- **Work order**: Return the lines of the data below in which the string "grain" occurs.
######
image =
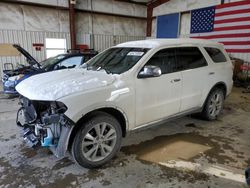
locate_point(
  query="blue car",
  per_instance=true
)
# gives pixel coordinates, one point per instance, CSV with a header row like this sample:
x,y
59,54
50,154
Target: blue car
x,y
63,61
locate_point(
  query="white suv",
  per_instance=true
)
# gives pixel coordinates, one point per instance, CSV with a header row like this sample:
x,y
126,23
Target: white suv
x,y
88,110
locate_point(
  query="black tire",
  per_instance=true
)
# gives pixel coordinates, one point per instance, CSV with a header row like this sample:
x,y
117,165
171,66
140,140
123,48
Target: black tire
x,y
206,113
77,149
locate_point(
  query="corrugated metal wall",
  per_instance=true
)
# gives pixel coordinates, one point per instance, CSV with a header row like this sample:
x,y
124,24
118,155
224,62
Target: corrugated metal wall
x,y
102,42
27,38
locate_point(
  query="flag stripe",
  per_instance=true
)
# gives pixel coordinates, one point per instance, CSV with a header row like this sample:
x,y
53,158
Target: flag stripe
x,y
242,39
232,20
232,8
221,32
232,24
228,24
236,46
232,12
244,15
224,36
238,50
232,28
236,43
247,2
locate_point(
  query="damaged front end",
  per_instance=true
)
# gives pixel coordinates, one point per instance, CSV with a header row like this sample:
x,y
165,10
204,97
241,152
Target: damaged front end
x,y
44,124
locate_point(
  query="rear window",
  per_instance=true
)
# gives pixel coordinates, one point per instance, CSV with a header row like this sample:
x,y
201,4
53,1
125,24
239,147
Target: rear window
x,y
189,58
216,55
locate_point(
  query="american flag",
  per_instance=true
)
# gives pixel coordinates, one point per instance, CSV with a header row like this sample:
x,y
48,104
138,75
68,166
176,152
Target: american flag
x,y
227,23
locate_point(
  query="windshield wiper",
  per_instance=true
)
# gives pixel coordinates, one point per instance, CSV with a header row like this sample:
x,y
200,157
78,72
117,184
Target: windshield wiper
x,y
102,68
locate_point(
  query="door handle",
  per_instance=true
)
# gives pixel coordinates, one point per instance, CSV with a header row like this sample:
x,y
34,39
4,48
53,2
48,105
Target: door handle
x,y
211,73
175,80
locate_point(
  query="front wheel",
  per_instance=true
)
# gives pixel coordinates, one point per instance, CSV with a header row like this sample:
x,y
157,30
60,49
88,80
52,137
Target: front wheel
x,y
214,105
98,141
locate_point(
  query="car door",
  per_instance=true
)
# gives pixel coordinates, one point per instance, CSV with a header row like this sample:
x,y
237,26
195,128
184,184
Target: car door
x,y
71,62
194,70
159,97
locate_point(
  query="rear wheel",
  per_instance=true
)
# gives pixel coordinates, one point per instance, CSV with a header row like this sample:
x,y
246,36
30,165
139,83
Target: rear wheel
x,y
214,104
98,141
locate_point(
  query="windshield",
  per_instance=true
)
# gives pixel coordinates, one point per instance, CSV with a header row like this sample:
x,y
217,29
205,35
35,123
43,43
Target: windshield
x,y
116,60
46,64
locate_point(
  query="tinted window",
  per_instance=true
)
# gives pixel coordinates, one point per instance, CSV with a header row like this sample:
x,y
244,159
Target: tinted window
x,y
165,59
189,58
71,62
216,55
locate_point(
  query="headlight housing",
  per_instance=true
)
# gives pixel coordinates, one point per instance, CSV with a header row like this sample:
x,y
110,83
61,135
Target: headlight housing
x,y
15,78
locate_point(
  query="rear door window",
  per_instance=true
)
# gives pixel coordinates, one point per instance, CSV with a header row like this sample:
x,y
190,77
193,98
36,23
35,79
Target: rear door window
x,y
189,58
216,55
165,59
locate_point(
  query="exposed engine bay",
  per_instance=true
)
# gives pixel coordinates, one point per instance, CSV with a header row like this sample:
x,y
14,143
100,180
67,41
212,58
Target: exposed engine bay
x,y
44,124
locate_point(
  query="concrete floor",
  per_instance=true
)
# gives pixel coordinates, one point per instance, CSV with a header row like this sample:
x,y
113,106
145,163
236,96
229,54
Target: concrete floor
x,y
183,153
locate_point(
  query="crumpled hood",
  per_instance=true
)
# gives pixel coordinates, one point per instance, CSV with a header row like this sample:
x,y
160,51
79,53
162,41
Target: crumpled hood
x,y
57,84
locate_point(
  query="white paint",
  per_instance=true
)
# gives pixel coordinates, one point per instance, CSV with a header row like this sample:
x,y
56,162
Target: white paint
x,y
243,15
211,170
54,85
154,43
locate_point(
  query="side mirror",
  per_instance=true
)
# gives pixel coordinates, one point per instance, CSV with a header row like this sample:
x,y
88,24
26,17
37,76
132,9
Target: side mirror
x,y
150,71
57,67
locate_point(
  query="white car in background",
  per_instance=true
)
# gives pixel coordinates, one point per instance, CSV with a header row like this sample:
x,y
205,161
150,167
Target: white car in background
x,y
88,110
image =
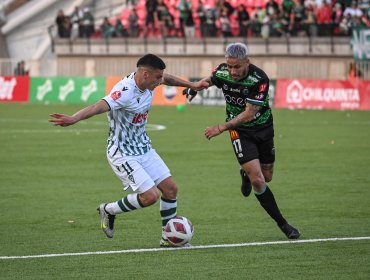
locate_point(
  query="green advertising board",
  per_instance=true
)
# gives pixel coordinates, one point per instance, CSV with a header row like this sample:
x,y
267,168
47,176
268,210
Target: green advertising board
x,y
67,90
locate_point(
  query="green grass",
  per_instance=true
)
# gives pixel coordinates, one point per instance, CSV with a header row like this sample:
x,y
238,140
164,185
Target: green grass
x,y
50,178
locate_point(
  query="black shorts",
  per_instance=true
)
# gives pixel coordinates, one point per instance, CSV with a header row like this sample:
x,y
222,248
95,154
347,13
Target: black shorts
x,y
249,145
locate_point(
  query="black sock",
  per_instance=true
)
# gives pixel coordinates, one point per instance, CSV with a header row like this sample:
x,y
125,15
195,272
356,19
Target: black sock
x,y
267,201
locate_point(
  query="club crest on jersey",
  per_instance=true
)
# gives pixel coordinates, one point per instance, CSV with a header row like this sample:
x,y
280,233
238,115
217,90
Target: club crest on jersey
x,y
140,117
131,178
116,95
263,87
234,135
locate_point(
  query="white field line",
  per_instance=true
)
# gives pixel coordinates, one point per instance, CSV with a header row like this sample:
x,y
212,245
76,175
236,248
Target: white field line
x,y
187,248
149,127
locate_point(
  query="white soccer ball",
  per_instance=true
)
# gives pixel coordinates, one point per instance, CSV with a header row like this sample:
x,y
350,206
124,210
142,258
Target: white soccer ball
x,y
179,231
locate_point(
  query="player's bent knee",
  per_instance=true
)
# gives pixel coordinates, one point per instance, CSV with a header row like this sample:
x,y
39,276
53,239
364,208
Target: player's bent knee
x,y
268,178
168,189
149,197
258,183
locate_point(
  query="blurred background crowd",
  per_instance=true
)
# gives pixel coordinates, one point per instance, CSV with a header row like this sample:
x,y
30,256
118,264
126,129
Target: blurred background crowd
x,y
221,18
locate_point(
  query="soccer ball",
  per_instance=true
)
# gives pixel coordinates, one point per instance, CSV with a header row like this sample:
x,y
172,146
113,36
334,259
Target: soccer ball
x,y
179,231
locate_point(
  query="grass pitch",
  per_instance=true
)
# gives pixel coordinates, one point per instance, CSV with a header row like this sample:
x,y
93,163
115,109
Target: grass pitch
x,y
52,180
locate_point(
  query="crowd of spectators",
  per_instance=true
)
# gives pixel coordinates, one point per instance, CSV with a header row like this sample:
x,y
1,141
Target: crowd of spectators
x,y
224,19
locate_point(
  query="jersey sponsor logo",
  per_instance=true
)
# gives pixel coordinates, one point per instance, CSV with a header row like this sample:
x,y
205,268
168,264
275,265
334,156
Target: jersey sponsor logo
x,y
259,96
262,87
140,117
235,90
235,100
44,89
7,88
66,89
234,135
116,95
88,90
253,79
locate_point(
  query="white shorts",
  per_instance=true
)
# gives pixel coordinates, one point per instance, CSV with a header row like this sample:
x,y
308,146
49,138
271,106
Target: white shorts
x,y
139,173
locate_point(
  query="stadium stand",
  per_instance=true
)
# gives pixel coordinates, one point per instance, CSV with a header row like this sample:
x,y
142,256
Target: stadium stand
x,y
67,56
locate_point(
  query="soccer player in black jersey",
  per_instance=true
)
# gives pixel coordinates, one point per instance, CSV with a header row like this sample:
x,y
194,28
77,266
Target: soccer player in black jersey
x,y
250,124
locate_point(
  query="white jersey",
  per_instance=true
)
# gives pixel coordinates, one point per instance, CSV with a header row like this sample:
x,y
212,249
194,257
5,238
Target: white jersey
x,y
129,108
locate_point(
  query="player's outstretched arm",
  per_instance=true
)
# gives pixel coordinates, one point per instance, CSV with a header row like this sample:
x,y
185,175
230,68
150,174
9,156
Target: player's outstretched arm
x,y
87,112
191,93
171,80
246,116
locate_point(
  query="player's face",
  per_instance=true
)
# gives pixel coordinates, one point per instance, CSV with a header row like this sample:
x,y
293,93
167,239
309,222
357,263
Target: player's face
x,y
154,78
237,67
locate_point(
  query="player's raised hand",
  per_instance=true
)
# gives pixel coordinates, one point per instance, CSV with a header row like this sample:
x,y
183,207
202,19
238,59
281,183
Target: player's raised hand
x,y
202,84
61,119
189,93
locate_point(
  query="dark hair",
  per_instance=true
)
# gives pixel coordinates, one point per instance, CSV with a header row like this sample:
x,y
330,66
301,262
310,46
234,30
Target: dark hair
x,y
151,60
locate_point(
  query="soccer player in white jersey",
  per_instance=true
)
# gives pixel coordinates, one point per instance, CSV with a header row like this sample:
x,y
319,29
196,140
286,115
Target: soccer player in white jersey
x,y
129,149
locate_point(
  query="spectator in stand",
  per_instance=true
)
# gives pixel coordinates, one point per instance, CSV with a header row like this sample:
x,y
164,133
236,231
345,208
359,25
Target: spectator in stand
x,y
184,6
133,20
298,17
225,24
310,21
151,15
354,73
131,2
87,23
162,17
366,19
276,26
119,29
223,5
106,28
337,17
67,27
60,23
189,23
20,70
171,26
201,12
354,10
76,18
243,20
211,17
272,8
345,26
323,16
255,25
287,15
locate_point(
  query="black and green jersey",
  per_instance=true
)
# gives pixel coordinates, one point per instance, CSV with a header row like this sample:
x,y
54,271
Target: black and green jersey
x,y
252,89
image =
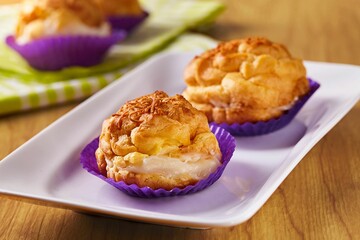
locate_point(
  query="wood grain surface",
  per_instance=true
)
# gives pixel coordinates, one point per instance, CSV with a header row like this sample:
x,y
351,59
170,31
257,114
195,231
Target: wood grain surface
######
- **Solution to this problem**:
  query="wood grain surface",
Target: wood grain surface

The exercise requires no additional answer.